Please update the records below so that every "sample run" reads "worked example", keeping everything else the same.
___ DATA FOR PROCESSING
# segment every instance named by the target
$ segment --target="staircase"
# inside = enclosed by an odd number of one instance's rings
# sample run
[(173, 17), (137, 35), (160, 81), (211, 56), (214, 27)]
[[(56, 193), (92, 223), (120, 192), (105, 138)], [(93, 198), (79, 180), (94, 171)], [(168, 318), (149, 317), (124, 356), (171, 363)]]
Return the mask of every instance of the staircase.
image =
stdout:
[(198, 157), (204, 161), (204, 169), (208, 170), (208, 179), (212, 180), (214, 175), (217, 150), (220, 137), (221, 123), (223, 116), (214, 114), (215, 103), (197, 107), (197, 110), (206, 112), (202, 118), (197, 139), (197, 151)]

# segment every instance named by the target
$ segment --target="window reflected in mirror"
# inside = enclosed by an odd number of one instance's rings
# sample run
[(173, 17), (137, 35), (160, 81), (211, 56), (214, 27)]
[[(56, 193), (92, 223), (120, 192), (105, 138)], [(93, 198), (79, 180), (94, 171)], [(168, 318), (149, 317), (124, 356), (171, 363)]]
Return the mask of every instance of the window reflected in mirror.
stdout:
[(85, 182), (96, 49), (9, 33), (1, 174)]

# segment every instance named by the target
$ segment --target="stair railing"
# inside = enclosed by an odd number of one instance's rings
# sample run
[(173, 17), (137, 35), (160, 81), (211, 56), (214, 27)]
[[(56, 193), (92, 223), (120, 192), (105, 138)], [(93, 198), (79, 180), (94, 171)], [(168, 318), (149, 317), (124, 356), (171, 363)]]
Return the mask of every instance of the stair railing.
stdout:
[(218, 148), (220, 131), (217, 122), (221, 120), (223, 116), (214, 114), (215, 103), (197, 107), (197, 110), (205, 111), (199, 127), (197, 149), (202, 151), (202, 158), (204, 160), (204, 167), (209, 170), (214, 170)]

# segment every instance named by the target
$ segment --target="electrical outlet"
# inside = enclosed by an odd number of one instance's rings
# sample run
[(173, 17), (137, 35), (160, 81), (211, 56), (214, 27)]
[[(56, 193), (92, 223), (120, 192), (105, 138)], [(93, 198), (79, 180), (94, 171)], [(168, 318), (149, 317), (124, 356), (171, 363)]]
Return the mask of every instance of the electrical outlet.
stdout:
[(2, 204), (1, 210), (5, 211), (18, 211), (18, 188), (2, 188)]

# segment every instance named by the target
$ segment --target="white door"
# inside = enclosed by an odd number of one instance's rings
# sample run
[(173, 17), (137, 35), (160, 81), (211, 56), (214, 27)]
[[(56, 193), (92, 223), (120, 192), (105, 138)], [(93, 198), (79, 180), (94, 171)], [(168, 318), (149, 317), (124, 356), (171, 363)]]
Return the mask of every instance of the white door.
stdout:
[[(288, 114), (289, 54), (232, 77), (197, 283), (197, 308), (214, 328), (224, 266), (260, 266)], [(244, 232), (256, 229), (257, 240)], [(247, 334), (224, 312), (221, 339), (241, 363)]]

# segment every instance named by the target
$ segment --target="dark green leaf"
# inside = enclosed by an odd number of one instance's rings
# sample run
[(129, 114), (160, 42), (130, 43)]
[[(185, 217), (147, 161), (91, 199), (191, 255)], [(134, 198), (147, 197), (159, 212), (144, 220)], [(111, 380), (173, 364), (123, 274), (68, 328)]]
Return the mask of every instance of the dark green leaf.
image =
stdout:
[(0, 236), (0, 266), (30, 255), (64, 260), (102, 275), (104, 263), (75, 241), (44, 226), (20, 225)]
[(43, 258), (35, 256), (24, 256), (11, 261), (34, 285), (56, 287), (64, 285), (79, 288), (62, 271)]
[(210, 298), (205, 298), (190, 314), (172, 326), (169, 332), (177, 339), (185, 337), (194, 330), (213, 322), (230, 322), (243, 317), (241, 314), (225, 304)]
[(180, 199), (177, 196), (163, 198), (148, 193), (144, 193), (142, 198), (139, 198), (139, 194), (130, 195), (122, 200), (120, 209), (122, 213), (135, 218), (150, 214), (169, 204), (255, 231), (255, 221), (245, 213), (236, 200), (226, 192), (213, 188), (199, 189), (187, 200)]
______
> WRITTEN SOLUTION:
# segment every instance named by the target
$ segment --target="staircase"
# inside = enclosed by an odd number of one instance's rings
# worked example
[(173, 17), (137, 35), (160, 81), (211, 56), (214, 27)]
[[(56, 193), (92, 223), (120, 192), (105, 138)], [(93, 198), (79, 180), (94, 171)], [(168, 318), (149, 317), (124, 356), (171, 363)]]
Return the mask of every instance of the staircase.
image =
stdout:
[(198, 157), (204, 161), (204, 169), (208, 170), (208, 179), (212, 180), (214, 175), (217, 150), (220, 137), (221, 123), (223, 116), (214, 114), (215, 103), (197, 107), (197, 110), (206, 112), (202, 118), (197, 139), (197, 151)]

# segment every instance named by the target
$ segment --target="window reflected in mirror"
# inside = enclosed by an odd number of one instance's rings
# worked example
[(173, 17), (137, 35), (160, 81), (211, 56), (214, 27)]
[[(56, 193), (92, 223), (120, 192), (105, 138)], [(93, 198), (79, 180), (94, 171)], [(168, 318), (149, 317), (124, 356), (171, 363)]]
Return the mask of every instance of the window reflected in mirror.
stdout:
[(85, 182), (96, 49), (9, 33), (1, 174)]

# segment every instance named by the target
$ segment --target="stair railing"
# inside = enclosed by an odd number of one instance's rings
# worked example
[(173, 17), (137, 35), (160, 81), (211, 56), (214, 27)]
[[(56, 193), (92, 223), (120, 192), (105, 138)], [(93, 198), (79, 180), (94, 171)], [(168, 318), (149, 317), (124, 356), (171, 363)]]
Return the mask of every instance of the stair railing.
stdout:
[(218, 148), (220, 131), (217, 122), (221, 120), (223, 116), (214, 114), (215, 103), (197, 107), (197, 110), (205, 111), (199, 127), (197, 149), (202, 151), (202, 158), (204, 160), (204, 167), (209, 170), (214, 170)]

# segment every instance named by the target
$ segment --target="electrical outlet"
# inside = enclosed by an odd number of one instance's rings
# worked example
[(173, 17), (137, 35), (160, 81), (211, 56), (214, 27)]
[[(56, 193), (92, 223), (120, 192), (105, 138)], [(93, 198), (79, 180), (94, 171)], [(168, 318), (149, 317), (124, 356), (171, 363)]]
Return the mask of every instance of the electrical outlet.
stdout:
[(2, 204), (1, 210), (5, 211), (18, 211), (18, 188), (2, 188)]

# segment every instance named by the target
$ segment --target="white door"
# inside = enclosed by an odd number of one instance's rings
# worked example
[(173, 17), (137, 35), (160, 81), (211, 56), (214, 27)]
[[(56, 193), (92, 223), (120, 192), (105, 138)], [(93, 198), (79, 180), (94, 171)], [(168, 318), (149, 317), (124, 356), (171, 363)]]
Return the mask of every instance of the white door.
stdout:
[[(288, 114), (289, 54), (232, 77), (197, 283), (197, 308), (214, 328), (224, 266), (260, 266)], [(244, 232), (256, 229), (257, 240)], [(247, 334), (224, 312), (221, 339), (241, 363)]]

# segment every instance named by the target
$ segment --target="dark green leaf"
# inside = enclosed by an odd number of one instance's rings
# worked example
[(129, 114), (160, 42), (130, 43)]
[[(185, 217), (147, 161), (91, 199), (191, 255)], [(134, 198), (147, 197), (159, 212), (144, 220)], [(111, 380), (173, 364), (123, 274), (68, 328)]]
Return the mask of every instance of the dark green leaf.
image =
stdout:
[(0, 236), (0, 266), (30, 255), (64, 260), (102, 275), (104, 263), (75, 241), (44, 226), (20, 225)]
[(43, 258), (35, 256), (24, 256), (11, 261), (34, 285), (56, 287), (64, 285), (79, 288), (62, 271)]
[(210, 298), (205, 298), (190, 314), (172, 326), (169, 332), (177, 339), (185, 337), (194, 330), (213, 322), (230, 322), (243, 317), (241, 314), (225, 304)]
[(180, 199), (177, 196), (163, 198), (148, 193), (144, 193), (142, 198), (139, 198), (139, 194), (130, 195), (122, 200), (120, 209), (122, 213), (135, 218), (150, 214), (169, 204), (255, 231), (255, 221), (245, 213), (236, 200), (226, 192), (213, 188), (199, 189), (187, 200)]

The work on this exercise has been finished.